(Beginning of AVAILABLE DATA)
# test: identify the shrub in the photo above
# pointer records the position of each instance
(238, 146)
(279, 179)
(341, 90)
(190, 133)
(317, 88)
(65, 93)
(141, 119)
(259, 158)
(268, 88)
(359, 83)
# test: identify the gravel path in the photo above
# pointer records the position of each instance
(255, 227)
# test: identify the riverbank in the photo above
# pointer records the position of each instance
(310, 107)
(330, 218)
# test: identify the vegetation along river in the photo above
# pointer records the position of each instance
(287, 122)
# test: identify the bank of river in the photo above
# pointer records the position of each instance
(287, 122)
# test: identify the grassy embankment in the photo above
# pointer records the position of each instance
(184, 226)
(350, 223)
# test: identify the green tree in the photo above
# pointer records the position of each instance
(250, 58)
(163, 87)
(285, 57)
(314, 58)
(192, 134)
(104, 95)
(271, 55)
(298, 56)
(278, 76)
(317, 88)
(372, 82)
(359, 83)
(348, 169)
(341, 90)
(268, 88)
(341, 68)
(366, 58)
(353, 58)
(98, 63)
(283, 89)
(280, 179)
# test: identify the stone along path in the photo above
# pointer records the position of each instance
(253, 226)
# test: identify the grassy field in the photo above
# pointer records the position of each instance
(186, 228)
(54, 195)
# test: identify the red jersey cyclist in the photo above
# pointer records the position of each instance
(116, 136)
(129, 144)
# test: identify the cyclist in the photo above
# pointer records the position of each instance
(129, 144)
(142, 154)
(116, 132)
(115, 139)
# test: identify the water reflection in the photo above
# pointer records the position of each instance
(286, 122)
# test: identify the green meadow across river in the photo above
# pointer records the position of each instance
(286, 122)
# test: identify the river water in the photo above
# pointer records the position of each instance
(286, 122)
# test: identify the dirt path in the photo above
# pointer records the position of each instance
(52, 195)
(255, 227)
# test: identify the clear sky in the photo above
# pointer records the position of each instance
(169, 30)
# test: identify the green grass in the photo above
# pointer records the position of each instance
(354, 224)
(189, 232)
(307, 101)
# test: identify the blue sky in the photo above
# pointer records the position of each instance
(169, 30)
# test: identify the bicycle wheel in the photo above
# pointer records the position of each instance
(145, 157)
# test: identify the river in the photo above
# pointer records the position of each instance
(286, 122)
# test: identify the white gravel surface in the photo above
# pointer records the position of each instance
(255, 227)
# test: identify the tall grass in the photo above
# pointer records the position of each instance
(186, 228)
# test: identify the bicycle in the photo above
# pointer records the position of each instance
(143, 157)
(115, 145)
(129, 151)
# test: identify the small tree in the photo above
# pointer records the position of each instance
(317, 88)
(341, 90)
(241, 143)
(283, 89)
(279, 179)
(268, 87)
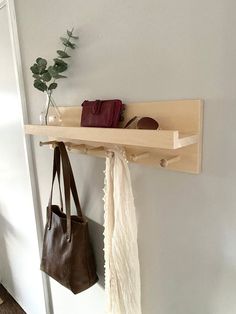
(End of AVAILABLE DATA)
PROBLEM DETAILS:
When you write out the material, reproduce each line exactly and omit any picture it holds.

RESPONSE TO THIS EXERCISE:
# test: identify the shrub in the photo above
# pointer records the position of each instance
(238, 146)
(279, 179)
(341, 90)
(190, 133)
(317, 88)
(65, 93)
(141, 119)
(259, 158)
(268, 88)
(359, 83)
# test: identify the gravel path in the photo above
# pointer records the position of each instance
(255, 227)
# test: identify the riverbank in the photo above
# pointer records the position of each instance
(310, 107)
(330, 218)
# test: identify the vegetation along river in the photo above
# pointer records the position of each instance
(287, 122)
# test: identify the bank of river in the photo above
# pointer records the position of each instance
(287, 122)
# test: identify the grassy embankment in the photo above
# pointer records the position of each instance
(184, 226)
(350, 223)
# test: identify the green tree in the photo above
# pointer records the position of each instance
(250, 58)
(163, 87)
(285, 57)
(314, 58)
(192, 134)
(104, 95)
(271, 55)
(298, 56)
(278, 76)
(317, 88)
(372, 82)
(359, 83)
(348, 169)
(341, 90)
(268, 88)
(341, 68)
(366, 58)
(353, 58)
(98, 63)
(283, 89)
(280, 179)
# test: identify the stone along path in the photo above
# pointer records the position of each instance
(253, 226)
# test: identify the grassy field in the photo above
# pointer records the position of each instance
(186, 228)
(54, 195)
# test: identify the red jersey cyclist in the photo above
# pointer records the position of each instance
(116, 136)
(129, 144)
# test: identify the cyclist in the photo above
# pointer records the position of each instance
(129, 144)
(142, 154)
(116, 132)
(115, 139)
# test: identify the water reflection in the photo above
# pointer records the position of each instance
(286, 122)
# test: identify the green meadow across river in the photo above
# pointer records the position of each instance
(286, 122)
# test: identify the river water in the photo above
# pointer records the position of each instance
(286, 122)
# test: identify the dirt path in the photo above
# pointer records the position of each instance
(52, 195)
(255, 227)
# test: identify the clear sky in the photo above
# pointer records the position of each instance
(169, 30)
# test: identify the green grass in the photo above
# pointer records the position of each instance
(354, 224)
(189, 232)
(307, 101)
# test: identify the blue sky in the photo above
# pointer records the position of each instance
(169, 30)
# test: identify the bicycle wheel in the photo above
# pointer records the position of each instance
(145, 157)
# test: identify the river in the photo above
# pointer records the position of each instance
(286, 122)
# test: identify the white gravel surface in the photo above
# pointer records the position of each instance
(255, 227)
# test: identify the tall grass in the photo above
# pointer records the position of each instance
(186, 228)
# test: identify the bicycle in the photo above
# pointer records the position of each instance
(143, 157)
(115, 145)
(129, 151)
# test: identify the small tree in the photo above
# pointer records the position of each instance
(317, 88)
(341, 90)
(241, 143)
(283, 89)
(279, 179)
(268, 87)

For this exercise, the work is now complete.